Passage to read:
>>>>

The Boxing Day ride, a time to reflect (and probably time to take the tinsel off the bike...!)
Pascal here. COVID or no COVID, the Boxing Day ride is always an opportunity to reflect, after what is inevitably a hectic few days in the run up to Christmas itself. Those days are generally a blur of posting Christmas cards (old school, I know!), stock piling port and negotiating Christmas parties. The latter has clearly been more straightforward this year, with all social gatherings being via Zoom – I am so, so over Zoom.
With Christmas Day over and done with, Boxing Day is the first opportunity to get on the bike and think about something other than festive preparations. I always use it as a time to reflect on recent weeks, and begin to refocus the mind on what lies ahead. This year, my Boxing Day ride took place in Devon, taking in Dartmoor more specifically. Dartmoor is a fantastic place, both Dan and I have undertaken much of our military training here, we know it well – it is definitely not flat! The vast majority of my 2020 riding has been in and around London, which is generally very flat. You can probably guess how this panned out…..To set the scene, the first 15 miles of my Boxing Day ride this year involved climbing up 2000 ft of elevation, into a brisk wind. As a result, for the entire first hour, my mind could think of nothing other than, ‘I really wish I had an electric bike rather than having to pedal up never ending hills; I should buy one. In fact, think how much easier riding across America would be if I had an electric bike! I wouldn’t even have to tell Dan, just arrive in San Diego with said electric bike and zoom up and over the Rockies at a constant 25 mph…’ By the end of that hour, I had decided that I was willing to pay several thousand pounds for such a bike.
Quite some time later, given my inability to ride up hills very quickly, I summitted onto the main plateau of Dartmoor. Whilst the wind continued to do its best to topple me and my bike over, the visibility was epic, I could see for 30 miles in every direction – including beyond Plymouth and Torquay, out into the English Channel. I have no scientific evidence to back this up, but I’m sure being able to see for miles somehow cleanses the mind of all the nonsense that can build up within it, it seems to bring a clarity of thought that is far harder to achieve in a busy, urban setting. That might just be me!
Given the lack of interweb coverage up on Dartmoor, I had to temporarily (and reluctantly) delay the purchase of my electric bike, and instead get on with some more leg powered push biking. And what a ride it was! Rolling through the stunning Devon countryside, whizzing along country lanes and shouting ‘good morning’ to basically everyone I saw. Fuelled by my strict chocolate santa carb loading diet strategy of recent days, the second half of the ride flew by (in reality, this was likely due to the 20 mph tail wind and downhill aspect!).

<<<<

Record extracts:
>>>>

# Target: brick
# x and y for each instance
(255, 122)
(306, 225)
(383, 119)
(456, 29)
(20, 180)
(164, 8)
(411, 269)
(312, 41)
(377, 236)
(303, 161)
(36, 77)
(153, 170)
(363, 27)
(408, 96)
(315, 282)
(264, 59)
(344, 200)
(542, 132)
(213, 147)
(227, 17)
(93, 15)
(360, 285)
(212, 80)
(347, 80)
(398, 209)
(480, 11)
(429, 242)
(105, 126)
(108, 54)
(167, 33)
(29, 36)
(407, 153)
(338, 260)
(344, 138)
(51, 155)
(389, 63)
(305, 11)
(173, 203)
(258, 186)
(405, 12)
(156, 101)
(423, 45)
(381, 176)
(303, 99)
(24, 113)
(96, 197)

<<<<

Render this sentence from the Boxing Day ride post in Spanish: "With Christmas Day over and done with, Boxing Day is the first opportunity to get on the bike and think about something other than festive preparations."

Response box:
Con el día de Navidad ya terminado, el Boxing Day es la primera oportunidad para subirse a la bici y pensar en algo que no sean los preparativos navideños.